■ WHAT TO WORK ON ■
Please retype the line that contains "Provide the mask" and all lines that follow it to the end of the entries below, exactly as they stand, with nothing added.
= Beginning of Section =
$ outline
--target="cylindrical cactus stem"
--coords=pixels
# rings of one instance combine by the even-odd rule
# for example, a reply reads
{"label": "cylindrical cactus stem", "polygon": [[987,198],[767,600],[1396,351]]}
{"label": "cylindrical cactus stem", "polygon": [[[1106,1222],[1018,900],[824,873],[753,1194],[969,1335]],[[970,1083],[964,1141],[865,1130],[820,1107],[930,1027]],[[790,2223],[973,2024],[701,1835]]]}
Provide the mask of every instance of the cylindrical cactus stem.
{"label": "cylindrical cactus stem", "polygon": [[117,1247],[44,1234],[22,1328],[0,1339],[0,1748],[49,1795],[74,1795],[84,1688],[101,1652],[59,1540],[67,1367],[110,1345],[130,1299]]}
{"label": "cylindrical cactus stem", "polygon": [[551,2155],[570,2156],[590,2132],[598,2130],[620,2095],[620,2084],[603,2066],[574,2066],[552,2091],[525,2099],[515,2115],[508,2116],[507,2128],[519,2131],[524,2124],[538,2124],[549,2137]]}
= End of Section =
■ WRITTEN REPLY ■
Provide the mask of every instance of the cylindrical cactus stem.
{"label": "cylindrical cactus stem", "polygon": [[117,1247],[44,1234],[22,1328],[0,1339],[0,1748],[49,1795],[74,1795],[84,1688],[101,1652],[59,1540],[67,1367],[110,1345],[130,1299]]}
{"label": "cylindrical cactus stem", "polygon": [[551,2155],[570,2156],[590,2132],[598,2130],[620,2095],[620,2084],[603,2066],[574,2066],[552,2091],[525,2099],[515,2115],[508,2116],[507,2128],[519,2131],[524,2124],[538,2124],[549,2137]]}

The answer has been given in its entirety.